## Task input
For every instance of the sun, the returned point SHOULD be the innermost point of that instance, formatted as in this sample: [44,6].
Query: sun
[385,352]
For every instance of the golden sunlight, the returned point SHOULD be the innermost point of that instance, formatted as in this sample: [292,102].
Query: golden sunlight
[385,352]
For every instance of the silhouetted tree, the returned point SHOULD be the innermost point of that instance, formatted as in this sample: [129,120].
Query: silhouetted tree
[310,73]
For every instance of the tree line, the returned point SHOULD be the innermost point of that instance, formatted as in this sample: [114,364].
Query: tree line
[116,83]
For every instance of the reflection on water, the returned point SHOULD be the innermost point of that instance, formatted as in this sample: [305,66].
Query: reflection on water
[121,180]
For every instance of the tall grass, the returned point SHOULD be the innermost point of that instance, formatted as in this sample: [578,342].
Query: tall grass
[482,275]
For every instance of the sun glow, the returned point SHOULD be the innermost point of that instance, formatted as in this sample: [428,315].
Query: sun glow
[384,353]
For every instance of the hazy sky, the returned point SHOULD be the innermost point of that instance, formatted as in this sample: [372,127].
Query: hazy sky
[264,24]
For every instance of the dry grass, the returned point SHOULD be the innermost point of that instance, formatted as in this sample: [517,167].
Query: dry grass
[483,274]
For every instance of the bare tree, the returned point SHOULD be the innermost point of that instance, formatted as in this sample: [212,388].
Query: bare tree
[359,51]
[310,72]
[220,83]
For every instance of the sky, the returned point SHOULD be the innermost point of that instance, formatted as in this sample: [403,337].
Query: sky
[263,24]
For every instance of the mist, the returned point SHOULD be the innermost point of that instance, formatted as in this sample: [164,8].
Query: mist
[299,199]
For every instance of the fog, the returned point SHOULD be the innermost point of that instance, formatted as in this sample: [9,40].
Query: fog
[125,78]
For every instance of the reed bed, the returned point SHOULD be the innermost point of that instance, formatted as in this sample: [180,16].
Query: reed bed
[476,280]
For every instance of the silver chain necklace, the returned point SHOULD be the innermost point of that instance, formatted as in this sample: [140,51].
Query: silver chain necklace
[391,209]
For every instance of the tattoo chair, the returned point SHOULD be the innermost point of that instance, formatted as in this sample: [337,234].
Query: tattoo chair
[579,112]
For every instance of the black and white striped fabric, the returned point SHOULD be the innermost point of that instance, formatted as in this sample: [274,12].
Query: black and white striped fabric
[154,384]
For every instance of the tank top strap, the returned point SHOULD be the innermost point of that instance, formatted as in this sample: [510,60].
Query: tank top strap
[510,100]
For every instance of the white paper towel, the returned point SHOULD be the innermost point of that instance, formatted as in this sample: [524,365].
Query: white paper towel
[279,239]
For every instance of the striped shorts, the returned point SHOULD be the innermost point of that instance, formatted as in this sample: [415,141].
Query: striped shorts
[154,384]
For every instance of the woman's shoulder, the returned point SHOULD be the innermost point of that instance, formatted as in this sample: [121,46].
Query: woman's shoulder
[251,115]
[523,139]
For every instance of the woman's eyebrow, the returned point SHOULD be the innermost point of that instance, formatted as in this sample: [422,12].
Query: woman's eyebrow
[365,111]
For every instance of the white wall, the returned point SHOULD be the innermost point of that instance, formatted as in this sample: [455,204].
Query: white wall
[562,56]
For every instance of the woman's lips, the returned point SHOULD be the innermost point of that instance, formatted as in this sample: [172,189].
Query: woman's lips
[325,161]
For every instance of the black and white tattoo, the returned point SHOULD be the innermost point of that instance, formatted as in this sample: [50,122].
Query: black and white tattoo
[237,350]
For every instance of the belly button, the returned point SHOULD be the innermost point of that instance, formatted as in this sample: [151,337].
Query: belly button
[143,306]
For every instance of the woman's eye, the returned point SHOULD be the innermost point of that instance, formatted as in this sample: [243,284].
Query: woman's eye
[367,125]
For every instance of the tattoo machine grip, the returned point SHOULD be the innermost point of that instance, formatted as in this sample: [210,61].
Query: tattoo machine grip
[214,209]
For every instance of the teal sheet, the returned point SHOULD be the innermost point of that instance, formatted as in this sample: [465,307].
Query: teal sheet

## Goal of the exercise
Return every record, word for word.

## Written solution
For every instance of the sun, the returned point SHOULD be the innermost point of that instance, formatted as in this sample: [44,6].
Query: sun
[385,352]
For every instance of the golden sunlight, the returned point SHOULD be the innermost point of that instance, formatted as in this sample: [292,102].
Query: golden sunlight
[385,352]
For every instance of the silhouetted tree, the returned point SHOULD be the innermost point of that instance, formatted as in this sample: [129,120].
Query: silhouetted tree
[310,73]
For every instance of the tree line, the returned point SHOULD be the innermost point of that instance, formatted as in this sample: [114,364].
Query: tree line
[116,83]
For every instance of the reflection on water, the returned point SHOULD be the innermost point of that instance, formatted as in this sample: [305,66].
Query: reflection on water
[121,180]
For every instance of the tall grass, the returned point SHOULD be the innermost point of that instance, formatted as in this sample: [578,342].
Query: tall grass
[482,275]
For every instance of the sun glow, the returned point SHOULD be the innermost point of that instance, formatted as in this sample: [428,315].
Query: sun glow
[384,353]
For every instance of the hazy sky, the returned point SHOULD be the innermost point of that instance, formatted as in this sample: [372,127].
Query: hazy sky
[264,24]
For every instance of the dry grass, the returned point SHOULD be the innermost point of that instance, formatted as in this sample: [517,167].
Query: dry grass
[483,274]
For every instance of the bare tree, the returned point SHOULD be the innermost point of that instance, formatted as in this sample: [212,388].
Query: bare tree
[359,51]
[310,72]
[220,83]
For every instance of the sky, the returned point SHOULD be the innermost point of that instance, formatted as in this sample: [403,337].
Query: sky
[263,24]
For every instance of the mist, the returned point SHOULD be the innermost point of that instance, formatted as in this sample: [164,8].
Query: mist
[299,199]
For every instance of the fog, the returned point SHOULD be the innermost point of that instance, formatted as in this sample: [9,40].
Query: fog
[125,78]
For every instance of the reed bed, the returned point SHOULD be the innermost point of that instance, formatted as in this sample: [180,16].
Query: reed bed
[476,280]
For every instance of the silver chain necklace, the returned point SHOULD be the innermost point of that instance, formatted as in this sample: [140,51].
Query: silver chain necklace
[391,209]
For every instance of the tattoo chair, the returned point SHOULD be the innermost point of that instance, formatted as in this sample: [337,234].
Query: tattoo chair
[579,112]
For every instance of the black and white striped fabric, the returned point SHOULD be the innermost point of that instance, formatted as in this sample: [274,12].
Query: black and white striped fabric
[154,384]
For every instance of the tank top strap, the returned point SHOULD be the innermost point of that instance, formatted as in this sample: [510,60].
Query: tank top strap
[510,100]
For every instance of the white paper towel, the returned point SHOULD be the innermost point of that instance, formatted as in this sample: [524,365].
Query: white paper towel
[279,239]
For every instance of the striped shorts, the returned point SHOULD be the innermost point of that instance, formatted as in this sample: [415,141].
Query: striped shorts
[154,384]
For every instance of the woman's shoulder, the returned point SHOULD be the innermost point of that instance, formatted as in this sample: [121,46].
Query: woman's shoulder
[251,115]
[523,139]
For every instance of the woman's eyebrow, the returned point SHOULD be the innermost point of that instance, formatted as in this sample: [422,12].
Query: woman's eyebrow
[365,111]
For every instance of the white wall, the returned point SHOULD be the innermost point of that instance, formatted as in this sample: [455,204].
Query: white wall
[562,56]
For every instance of the woman's lips, the returned point SHOULD be the innermost point of that instance, formatted as in this sample: [172,189].
Query: woman's lips
[325,161]
For every instance of the black and white tattoo, the returned point SHOULD be the innermost point of that instance, formatted as in this sample: [50,122].
Query: black and white tattoo
[237,350]
For every instance of the belly button, the returned point SHOULD be the innermost point of that instance, formatted as in this sample: [151,337].
Query: belly button
[143,306]
For every instance of the woman's eye, the returned point SHOULD be the innermost point of that instance, formatted as in this sample: [243,284].
Query: woman's eye
[367,125]
For every instance of the tattoo machine grip, the returned point SHOULD be the innermost point of that instance, formatted as in this sample: [210,61].
Query: tattoo machine grip
[214,209]
For every instance of the teal sheet, the returned point SHOULD be the innermost point of that instance, formatted as in this sample: [465,307].
Query: teal sheet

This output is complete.